[[ Supplied data, beginning ]]

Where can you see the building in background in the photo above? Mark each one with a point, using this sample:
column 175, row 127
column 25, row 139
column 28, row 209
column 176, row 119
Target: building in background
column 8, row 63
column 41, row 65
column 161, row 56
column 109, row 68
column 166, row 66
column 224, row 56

[[ Supplied data, end ]]

**Goal of the exercise**. Quote only the lines from the one containing "column 25, row 139" through the final line of the records, with both ends included.

**Written answer**.
column 25, row 139
column 28, row 209
column 176, row 119
Target: building in background
column 8, row 63
column 41, row 65
column 161, row 56
column 109, row 68
column 166, row 66
column 224, row 56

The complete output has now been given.